Activity list →
1 – Retype the stretch of the BASEFEE passage from "BASEFEE is paid" through "BASEFEE is burnt.".
2 – In the BASEFEE passage, what determines the size of BASEFEE?
3 – Say whether each statement agrees with the BASEFEE passage, and quote the words that decide it. (a) Ethereum's transaction fees are paid to those that provided security. (b) BASEFEE is compared to Central Bank interest rates. (c) The mechanism benefits only some ETH holders.

Reading text →
□ □ □ □

BASEFEE is paid by economic actors on Ethereum to get a transaction included on the Ethereum ledger. The size of BASEFEE is determined by the demand to get a transaction included. If there is significant demand to transact on Ethereum, BASEFEE moves upwards. BASEFEE operates as a governor over Ethereum’s economy. If the economy gets hot, BASEFEE increases; if Ethereum’s economy cools down, BASEFEE decreases. -> BASEFEE is burnt.
Unlike Bitcoin and other non-EIP1559 crypto-economic systems, Ethereum’s transaction fees aren’t paid to those that provided security. They are simply removed from supply, effectively returning the value of the burned units back into the remainder of the circulating supply. This is the exact opposite of issuance, where the minting of new coin is borrowing monetary power from the circulating supply. EIP1559 makes the flow of power go in reverse: value flows from the excesses of the economic engine into the economic unit. All systems generate heat loss, but EIP1559 is a heat-recycling mechanism that recaptures Ethereum’s economic excesses.
BASEFEE is the crypto-economic analogue to Central Bank interest rates; it goes up when the economy heats up, and it falls when the economy cools down. It adds value back to the balance sheet of the holistic economic system. This is restoring power back to the economic unit. BASEFEE is a persistent buyer of ETH. It is a ‘stock buy-back’ of company equity. It is the central bank charging interest rates, to add strength to the currency. Every single transaction on the Ethereum economy is adding power into its monetary asset, ETH. This mechanism benefits all ETH holders equally, as all ETH holders have a higher percentage of remaining ETH supply. As a monetary unit, EIP1559 makes ETH a more compelling money to hold. EIP1559 is a mechanism that associates economic output to economic unit scarcity. ETH gets more scarce as Ethereum’s economy produces economic output. As we discussed above, sound money is money that tracks the economic output of an economy.

□ □ □ □

Data excerpts:
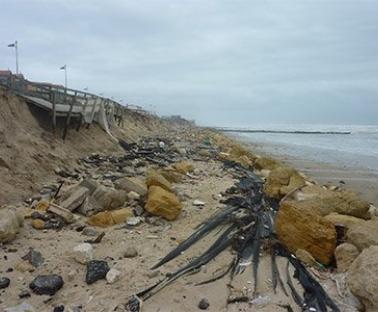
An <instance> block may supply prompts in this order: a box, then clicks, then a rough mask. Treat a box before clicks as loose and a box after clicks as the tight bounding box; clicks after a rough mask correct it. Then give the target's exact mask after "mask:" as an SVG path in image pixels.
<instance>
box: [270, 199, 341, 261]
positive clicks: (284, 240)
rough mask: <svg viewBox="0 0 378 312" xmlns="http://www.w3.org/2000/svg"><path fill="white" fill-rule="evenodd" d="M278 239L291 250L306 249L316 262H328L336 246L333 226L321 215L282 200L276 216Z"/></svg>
mask: <svg viewBox="0 0 378 312" xmlns="http://www.w3.org/2000/svg"><path fill="white" fill-rule="evenodd" d="M275 224H276V232H277V235H278V239H279V240H280V241H281V242H282V243H283V244H284V245H285V246H286V247H287V248H288V249H289V250H290V251H291V252H292V253H295V252H296V251H297V250H298V249H304V250H306V251H308V252H309V253H310V254H311V255H312V256H313V257H314V258H315V259H316V260H317V261H318V262H321V263H323V264H326V265H327V264H329V263H330V262H331V260H332V257H333V252H334V250H335V248H336V229H335V226H334V225H333V224H332V223H331V222H329V221H327V220H325V219H324V218H323V217H321V216H318V215H316V214H314V213H311V212H308V211H303V210H300V209H298V208H296V207H295V206H293V205H291V204H290V203H289V202H284V203H283V204H282V205H281V207H280V209H279V211H278V213H277V216H276V222H275Z"/></svg>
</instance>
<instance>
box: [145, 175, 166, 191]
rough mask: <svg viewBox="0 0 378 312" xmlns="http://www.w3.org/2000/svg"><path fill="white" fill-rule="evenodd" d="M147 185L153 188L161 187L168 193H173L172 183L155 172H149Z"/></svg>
mask: <svg viewBox="0 0 378 312" xmlns="http://www.w3.org/2000/svg"><path fill="white" fill-rule="evenodd" d="M146 184H147V187H151V186H153V185H155V186H160V187H161V188H163V189H165V190H166V191H169V192H171V191H172V185H171V183H170V182H169V181H168V180H167V179H166V178H164V176H162V175H161V174H159V173H158V172H156V171H155V170H151V171H149V172H148V175H147V179H146Z"/></svg>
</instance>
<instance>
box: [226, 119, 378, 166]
mask: <svg viewBox="0 0 378 312" xmlns="http://www.w3.org/2000/svg"><path fill="white" fill-rule="evenodd" d="M244 129H253V130H273V131H305V132H308V131H311V132H314V131H319V132H351V134H303V133H301V134H298V133H246V132H238V133H233V134H235V135H237V136H238V137H239V138H240V139H242V140H243V141H245V142H248V143H251V144H253V145H254V146H255V148H256V149H257V150H260V151H263V152H266V153H268V154H272V155H279V156H288V157H294V158H296V159H300V160H310V161H315V162H322V163H328V164H332V165H336V166H338V167H347V168H361V169H365V170H366V169H368V170H369V171H370V170H371V171H372V172H374V173H378V126H366V125H364V126H361V125H311V124H305V125H278V124H272V125H268V124H264V125H253V126H250V127H244Z"/></svg>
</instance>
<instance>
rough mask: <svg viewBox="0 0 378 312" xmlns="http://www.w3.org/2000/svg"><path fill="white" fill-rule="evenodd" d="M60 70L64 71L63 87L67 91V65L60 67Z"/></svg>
mask: <svg viewBox="0 0 378 312" xmlns="http://www.w3.org/2000/svg"><path fill="white" fill-rule="evenodd" d="M60 69H61V70H64V87H65V88H66V89H67V64H65V65H64V66H62V67H61V68H60Z"/></svg>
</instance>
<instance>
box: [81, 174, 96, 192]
mask: <svg viewBox="0 0 378 312" xmlns="http://www.w3.org/2000/svg"><path fill="white" fill-rule="evenodd" d="M79 185H80V186H82V187H85V188H87V189H88V191H89V195H92V194H93V193H94V191H95V190H96V189H97V188H98V186H99V185H98V183H97V182H96V181H95V180H93V179H89V178H87V179H85V180H83V181H81V182H80V184H79Z"/></svg>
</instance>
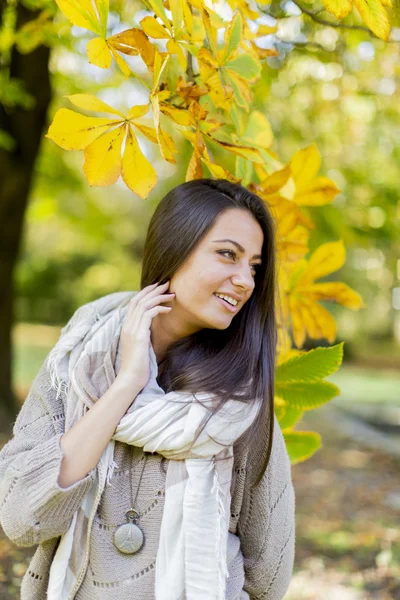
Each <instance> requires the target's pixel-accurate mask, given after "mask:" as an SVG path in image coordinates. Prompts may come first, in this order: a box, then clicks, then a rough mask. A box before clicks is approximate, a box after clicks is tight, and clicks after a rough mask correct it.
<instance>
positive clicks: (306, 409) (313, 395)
mask: <svg viewBox="0 0 400 600" xmlns="http://www.w3.org/2000/svg"><path fill="white" fill-rule="evenodd" d="M275 395H276V396H279V398H282V399H283V400H284V401H285V402H287V403H288V404H289V406H290V408H293V409H295V410H312V409H313V408H317V407H318V406H321V405H322V404H325V403H326V402H329V400H332V398H334V397H335V396H340V389H339V388H338V387H337V385H335V384H334V383H331V382H330V381H315V382H307V383H305V382H299V381H295V382H292V383H287V382H285V383H278V384H277V385H276V386H275Z"/></svg>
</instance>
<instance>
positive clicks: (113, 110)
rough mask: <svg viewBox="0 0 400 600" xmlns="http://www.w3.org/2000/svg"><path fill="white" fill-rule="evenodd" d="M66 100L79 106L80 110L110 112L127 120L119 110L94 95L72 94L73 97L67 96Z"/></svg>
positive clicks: (70, 96)
mask: <svg viewBox="0 0 400 600" xmlns="http://www.w3.org/2000/svg"><path fill="white" fill-rule="evenodd" d="M66 98H68V100H69V101H70V102H72V104H74V105H75V106H78V108H83V109H84V110H94V111H97V112H110V113H112V114H114V115H118V116H119V117H121V118H122V119H124V120H125V116H124V115H123V114H122V113H121V112H119V110H116V109H115V108H113V107H112V106H109V105H108V104H106V103H105V102H103V101H102V100H100V99H99V98H97V97H96V96H93V95H92V94H72V96H66Z"/></svg>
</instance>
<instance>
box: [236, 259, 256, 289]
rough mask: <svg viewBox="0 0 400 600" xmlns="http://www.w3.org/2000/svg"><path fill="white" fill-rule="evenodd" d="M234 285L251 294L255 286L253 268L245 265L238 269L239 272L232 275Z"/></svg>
mask: <svg viewBox="0 0 400 600" xmlns="http://www.w3.org/2000/svg"><path fill="white" fill-rule="evenodd" d="M232 283H233V284H234V285H236V286H238V287H241V288H242V289H243V290H244V291H245V292H251V291H252V290H253V288H254V285H255V283H254V278H253V275H252V273H251V267H249V266H246V265H245V266H244V267H240V268H238V270H237V272H236V273H235V274H234V275H232Z"/></svg>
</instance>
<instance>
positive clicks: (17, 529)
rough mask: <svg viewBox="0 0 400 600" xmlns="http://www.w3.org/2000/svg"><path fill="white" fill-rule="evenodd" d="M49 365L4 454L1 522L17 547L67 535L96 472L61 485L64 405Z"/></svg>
mask: <svg viewBox="0 0 400 600" xmlns="http://www.w3.org/2000/svg"><path fill="white" fill-rule="evenodd" d="M55 396H56V394H55V391H54V390H53V389H52V388H51V385H50V376H49V373H48V369H47V366H46V361H45V362H44V363H43V365H42V367H41V368H40V370H39V373H38V374H37V376H36V378H35V380H34V381H33V383H32V385H31V388H30V390H29V393H28V396H27V398H26V400H25V402H24V404H23V405H22V408H21V410H20V412H19V414H18V416H17V419H16V421H15V424H14V427H13V437H12V438H11V440H10V441H9V442H8V443H7V444H6V445H5V446H4V448H3V449H2V450H1V452H0V524H1V526H2V528H3V530H4V533H5V534H6V536H7V537H8V538H9V539H10V540H11V541H12V542H14V543H15V544H16V545H17V546H35V545H37V544H41V543H42V542H45V541H46V540H49V539H51V538H53V537H57V536H60V535H62V534H64V533H65V532H66V531H67V530H68V528H69V525H70V523H71V521H72V518H73V515H74V513H75V511H76V510H77V509H78V507H79V506H80V504H81V502H82V500H83V498H84V496H85V495H86V493H87V492H88V491H89V489H90V487H91V485H92V483H93V481H94V478H95V469H93V470H92V471H90V473H88V475H87V476H86V477H84V478H83V479H81V480H80V481H77V482H75V483H74V484H72V485H71V486H69V487H67V488H62V487H60V485H59V484H58V476H59V473H60V466H61V461H62V458H63V452H62V448H61V445H60V440H61V437H62V435H63V433H64V421H65V417H64V407H63V404H62V401H61V399H60V398H58V399H57V400H56V399H55Z"/></svg>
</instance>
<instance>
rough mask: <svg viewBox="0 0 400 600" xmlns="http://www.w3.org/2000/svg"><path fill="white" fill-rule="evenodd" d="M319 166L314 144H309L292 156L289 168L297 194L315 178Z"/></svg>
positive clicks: (317, 157) (318, 153)
mask: <svg viewBox="0 0 400 600" xmlns="http://www.w3.org/2000/svg"><path fill="white" fill-rule="evenodd" d="M320 166H321V157H320V154H319V152H318V148H317V146H316V145H315V144H311V146H308V147H307V148H303V149H302V150H299V151H298V152H296V153H295V154H294V155H293V157H292V160H291V161H290V168H291V170H292V176H293V179H294V181H295V183H296V189H297V191H298V193H300V192H301V191H302V188H303V187H306V185H307V184H308V183H309V181H311V179H313V177H315V175H316V174H317V173H318V171H319V169H320Z"/></svg>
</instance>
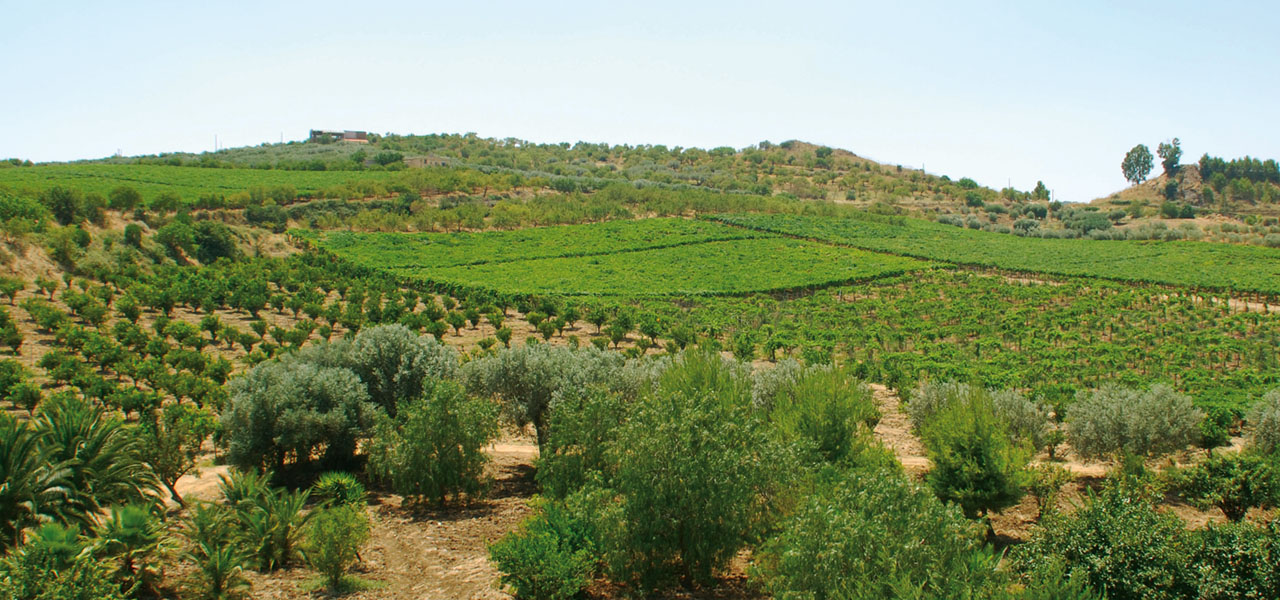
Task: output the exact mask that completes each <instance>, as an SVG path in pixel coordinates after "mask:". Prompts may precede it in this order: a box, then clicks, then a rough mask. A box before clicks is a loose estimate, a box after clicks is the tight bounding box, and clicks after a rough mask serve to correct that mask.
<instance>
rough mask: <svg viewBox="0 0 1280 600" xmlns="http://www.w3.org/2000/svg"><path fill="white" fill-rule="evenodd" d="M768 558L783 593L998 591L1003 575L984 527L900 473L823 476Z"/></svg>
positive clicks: (856, 594) (780, 535)
mask: <svg viewBox="0 0 1280 600" xmlns="http://www.w3.org/2000/svg"><path fill="white" fill-rule="evenodd" d="M758 559H759V560H758V562H759V565H760V569H759V576H760V577H762V580H763V582H764V586H765V588H767V590H768V591H769V594H771V595H772V596H773V597H814V599H818V597H831V599H835V597H840V599H868V600H870V599H883V597H908V596H910V597H991V596H993V595H995V594H993V592H995V591H996V590H998V588H1000V587H1001V583H1002V578H1001V574H1000V572H998V569H997V568H996V560H997V559H996V557H993V555H992V554H991V553H989V550H987V549H984V548H983V544H982V533H980V530H979V528H977V527H974V526H973V525H972V523H970V522H969V521H966V519H965V518H964V517H963V516H961V514H960V513H959V510H957V509H956V508H954V507H947V505H943V504H942V503H940V501H938V500H937V499H936V498H934V496H933V495H932V494H929V493H928V491H927V490H924V489H922V487H920V486H919V485H916V484H913V482H910V481H909V480H908V478H906V477H904V476H902V475H900V473H893V472H873V471H855V472H849V473H844V475H838V476H835V477H832V478H831V480H828V481H824V482H822V484H820V485H819V486H818V490H817V491H815V493H814V494H813V495H812V496H810V498H808V499H806V500H805V501H804V503H803V505H801V507H800V508H799V509H797V510H796V512H795V513H794V514H792V516H791V517H788V518H787V519H786V521H785V522H783V523H781V527H780V533H778V535H777V536H776V537H773V539H772V540H769V541H768V542H767V544H764V546H763V548H762V549H760V551H759V554H758Z"/></svg>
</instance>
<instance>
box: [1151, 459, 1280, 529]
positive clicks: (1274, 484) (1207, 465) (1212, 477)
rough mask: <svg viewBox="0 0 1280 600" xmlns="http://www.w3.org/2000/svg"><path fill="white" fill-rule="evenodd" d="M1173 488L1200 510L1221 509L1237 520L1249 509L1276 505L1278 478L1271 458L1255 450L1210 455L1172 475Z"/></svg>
mask: <svg viewBox="0 0 1280 600" xmlns="http://www.w3.org/2000/svg"><path fill="white" fill-rule="evenodd" d="M1171 478H1172V480H1174V489H1175V490H1176V491H1179V493H1180V494H1181V495H1183V498H1185V499H1187V500H1188V501H1190V503H1192V504H1193V505H1196V507H1197V508H1199V509H1202V510H1207V509H1208V508H1211V507H1217V508H1220V509H1222V514H1225V516H1226V518H1229V519H1231V521H1240V519H1243V518H1244V514H1245V513H1248V510H1249V509H1251V508H1256V507H1257V508H1268V507H1271V505H1275V504H1276V499H1277V494H1280V480H1277V478H1276V473H1275V464H1274V459H1271V458H1268V457H1263V455H1258V454H1254V453H1231V454H1217V455H1211V457H1208V459H1206V461H1204V462H1203V463H1201V464H1197V466H1194V467H1190V468H1187V470H1184V471H1180V472H1176V473H1174V475H1172V476H1171Z"/></svg>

□ □ □ □

Exercise responses →
1 –
BASEFEE is paid by economic actors on Ethereum to get a transaction included on the Ethereum ledger. The size of BASEFEE is determined by the demand to get a transaction included. If there is significant demand to transact on Ethereum, BASEFEE moves upwards. BASEFEE operates as a governor over Ethereum’s economy. If the economy gets hot, BASEFEE increases; if Ethereum’s economy cools down, BASEFEE decreases. -> BASEFEE is burnt.

2 – The demand to get a transaction included.

3 –
(a) No: "Ethereum’s transaction fees aren’t paid to those that provided security."
(b) Yes: "BASEFEE is the crypto-economic analogue to Central Bank interest rates"
(c) No: "This mechanism benefits all ETH holders equally"